### Entries

========================================

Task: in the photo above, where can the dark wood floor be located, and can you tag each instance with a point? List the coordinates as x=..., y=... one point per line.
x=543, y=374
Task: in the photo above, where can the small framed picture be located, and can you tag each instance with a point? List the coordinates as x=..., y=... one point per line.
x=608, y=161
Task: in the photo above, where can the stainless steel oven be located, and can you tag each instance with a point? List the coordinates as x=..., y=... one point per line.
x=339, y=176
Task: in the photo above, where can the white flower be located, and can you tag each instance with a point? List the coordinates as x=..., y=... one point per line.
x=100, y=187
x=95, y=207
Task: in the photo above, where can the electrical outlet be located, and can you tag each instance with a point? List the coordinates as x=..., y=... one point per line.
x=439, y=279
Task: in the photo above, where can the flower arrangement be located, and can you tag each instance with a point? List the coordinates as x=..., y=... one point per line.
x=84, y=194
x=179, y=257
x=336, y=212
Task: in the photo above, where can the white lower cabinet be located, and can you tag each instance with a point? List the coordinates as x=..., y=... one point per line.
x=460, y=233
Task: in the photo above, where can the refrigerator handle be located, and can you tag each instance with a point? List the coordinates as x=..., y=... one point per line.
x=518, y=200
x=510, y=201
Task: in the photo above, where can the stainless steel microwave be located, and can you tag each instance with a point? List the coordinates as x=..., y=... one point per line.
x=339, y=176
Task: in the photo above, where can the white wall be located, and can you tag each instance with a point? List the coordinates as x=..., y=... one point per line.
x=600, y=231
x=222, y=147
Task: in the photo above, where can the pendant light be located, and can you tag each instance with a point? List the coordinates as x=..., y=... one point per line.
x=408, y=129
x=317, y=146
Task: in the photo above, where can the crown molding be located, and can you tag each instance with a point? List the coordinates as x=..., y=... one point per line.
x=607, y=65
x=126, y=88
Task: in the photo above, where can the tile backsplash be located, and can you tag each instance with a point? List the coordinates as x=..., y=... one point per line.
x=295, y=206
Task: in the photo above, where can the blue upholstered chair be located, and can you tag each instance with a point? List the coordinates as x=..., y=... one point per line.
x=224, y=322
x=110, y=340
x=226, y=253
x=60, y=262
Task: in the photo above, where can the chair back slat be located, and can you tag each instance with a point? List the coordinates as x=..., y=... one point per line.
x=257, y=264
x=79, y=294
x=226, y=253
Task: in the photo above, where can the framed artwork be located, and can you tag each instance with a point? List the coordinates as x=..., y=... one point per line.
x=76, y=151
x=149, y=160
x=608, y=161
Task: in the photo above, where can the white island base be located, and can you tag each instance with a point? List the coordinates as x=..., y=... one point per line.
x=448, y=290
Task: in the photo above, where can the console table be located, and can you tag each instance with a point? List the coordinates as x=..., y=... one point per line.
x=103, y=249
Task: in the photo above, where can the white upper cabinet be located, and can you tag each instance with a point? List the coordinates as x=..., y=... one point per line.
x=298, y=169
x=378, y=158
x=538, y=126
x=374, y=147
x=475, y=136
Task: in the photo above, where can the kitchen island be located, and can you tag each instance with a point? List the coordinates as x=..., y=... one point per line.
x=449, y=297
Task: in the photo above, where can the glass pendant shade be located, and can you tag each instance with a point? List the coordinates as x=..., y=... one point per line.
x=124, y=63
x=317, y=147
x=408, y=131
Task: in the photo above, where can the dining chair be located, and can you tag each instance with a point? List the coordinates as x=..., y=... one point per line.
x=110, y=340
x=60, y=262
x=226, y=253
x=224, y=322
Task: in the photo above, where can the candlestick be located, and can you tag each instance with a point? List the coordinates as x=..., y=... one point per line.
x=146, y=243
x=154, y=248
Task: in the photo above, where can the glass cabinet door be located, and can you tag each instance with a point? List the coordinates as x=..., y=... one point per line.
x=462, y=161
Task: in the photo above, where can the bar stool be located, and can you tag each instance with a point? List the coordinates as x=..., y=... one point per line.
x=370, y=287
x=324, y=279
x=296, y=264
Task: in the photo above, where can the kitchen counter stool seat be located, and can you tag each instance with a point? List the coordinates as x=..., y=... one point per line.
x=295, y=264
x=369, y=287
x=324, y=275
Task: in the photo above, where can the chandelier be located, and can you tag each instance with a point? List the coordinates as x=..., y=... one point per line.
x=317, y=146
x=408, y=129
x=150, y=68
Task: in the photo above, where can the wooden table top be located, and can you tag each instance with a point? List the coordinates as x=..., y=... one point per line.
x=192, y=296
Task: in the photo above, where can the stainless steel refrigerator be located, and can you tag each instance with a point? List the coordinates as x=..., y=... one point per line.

========================================

### Required work
Copy out every record above word for word, leaving nothing out and changing nothing.

### Exercise output
Task: in the photo above, where can the dark wood floor be located, and can you tag each instance with a point? List the coordinates as x=..., y=... one point per line.
x=543, y=374
Task: in the photo above, where can the small framed picture be located, and can you tag each instance with a point? List the coordinates as x=..., y=... one point per line.
x=608, y=161
Task: in the photo above, where can the stainless steel oven be located, and can you tag each instance with a point? List the coordinates as x=..., y=... one point per line.
x=339, y=176
Task: in the photo above, where can the white flower be located, and can you tag each instance with a point? List the coordinates as x=..., y=... one point per line.
x=100, y=187
x=95, y=207
Task: in the photo above, where can the electrical outlet be located, and can you tag each instance with a point? List the coordinates as x=..., y=... one point per line.
x=439, y=279
Task: in the photo above, where can the flower arrangement be located, and can you tag each instance with a point? List the coordinates as x=..., y=... one point per line.
x=84, y=194
x=179, y=257
x=336, y=212
Task: in the photo above, where can the white lower cabinet be located, and can you tag each instance with a point? List the coordinates as x=..., y=... one point per line.
x=460, y=233
Task: in the photo above, where can the refrigerator handle be located, and can you tag each instance with a point? List the coordinates as x=..., y=... one point per line.
x=518, y=200
x=510, y=201
Task: in the photo above, where can the stainless steel microwave be located, and can you tag each instance with a point? List the coordinates as x=..., y=... one point per line.
x=339, y=176
Task: in the photo above, where can the white wall be located, and can you tag each instance with a point? List the coordinates as x=..., y=... one point per line.
x=600, y=231
x=222, y=147
Task: in the photo above, where can the pendant light be located, and can you tag each instance with a point? List the coordinates as x=..., y=... one point per line.
x=408, y=129
x=317, y=146
Task: in the photo above, where can the crown molding be located, and can you tag each instance with a point? List the coordinates as x=..., y=... one point per line.
x=607, y=65
x=126, y=88
Task: in the photo above, where can the tile backsplash be located, and can you tag each instance with a point? List the coordinates as x=..., y=... one point per line.
x=295, y=206
Task: in the photo above, where can the blue upholstered chair be located, and can you tag each instance with a point? List the coordinates as x=..., y=... one point per line.
x=224, y=322
x=110, y=340
x=226, y=253
x=60, y=262
Task: in the photo above, where can the chair back slat be located, and can you tag each instance with a point? List the coordinates as x=..., y=... one point per line.
x=257, y=264
x=79, y=294
x=226, y=253
Task: in the photo above, where can the framed artwork be located, and can you tag each instance with a point? List the coordinates as x=..., y=... one point per line.
x=76, y=151
x=149, y=160
x=608, y=161
Task: in the photo above, where can the white island base be located, and can you tag each instance with a point? List the coordinates as x=..., y=... one point per line.
x=448, y=290
Task: in the photo above, where can the console table be located, and can you tag each instance with a point? List the coordinates as x=..., y=... one point per line.
x=103, y=249
Task: in the photo above, where can the white upper cabinet be located, and can you tag each instance with a point? List the coordinates as x=..., y=... one point per line.
x=298, y=169
x=378, y=158
x=538, y=126
x=374, y=147
x=475, y=136
Task: in the photo above, where can the kitchen island be located, and can you tag each instance with a point? List the coordinates as x=..., y=... one point per line.
x=449, y=297
Task: in the photo above, where can the glass pendant shade be located, and can you tag each instance with a point? List the coordinates as x=..., y=... one point per line.
x=124, y=63
x=317, y=147
x=408, y=131
Task: in the photo above, where can the dining chair be located, and can you tag each instance with a point? List the coordinates as x=..., y=... one point per line.
x=110, y=340
x=60, y=262
x=226, y=253
x=224, y=322
Task: in the photo above, where can the candlestick be located, and can you tag each instance with a point? List the coordinates as x=..., y=... one point per line.
x=146, y=243
x=154, y=248
Task: in the photo above, where can the glass cabinet door be located, and can you tag each instance with a point? List the coordinates as x=..., y=... one point per line.
x=462, y=161
Task: in the photo above, where can the bar stool be located, and can you tag each instance with a point? List the coordinates as x=..., y=... one point per line.
x=370, y=287
x=324, y=279
x=296, y=264
Task: in the photo above, where can the kitchen counter stool seat be located, and can you tag each instance with a point? List the coordinates as x=..., y=... one point per line.
x=295, y=264
x=369, y=287
x=324, y=275
Task: in the photo above, where can the chandelier be located, and can you tag each instance with a point? List the coordinates as x=..., y=... one point per line.
x=317, y=146
x=408, y=129
x=150, y=68
Task: in the photo above, where can the wooden table top be located, and can you tag each instance with a point? List the coordinates as x=..., y=... one point per line.
x=192, y=296
Task: in the photo above, where can the stainless steel refrigerator be located, and can you tag each instance with a point? List the coordinates as x=..., y=... one point per line.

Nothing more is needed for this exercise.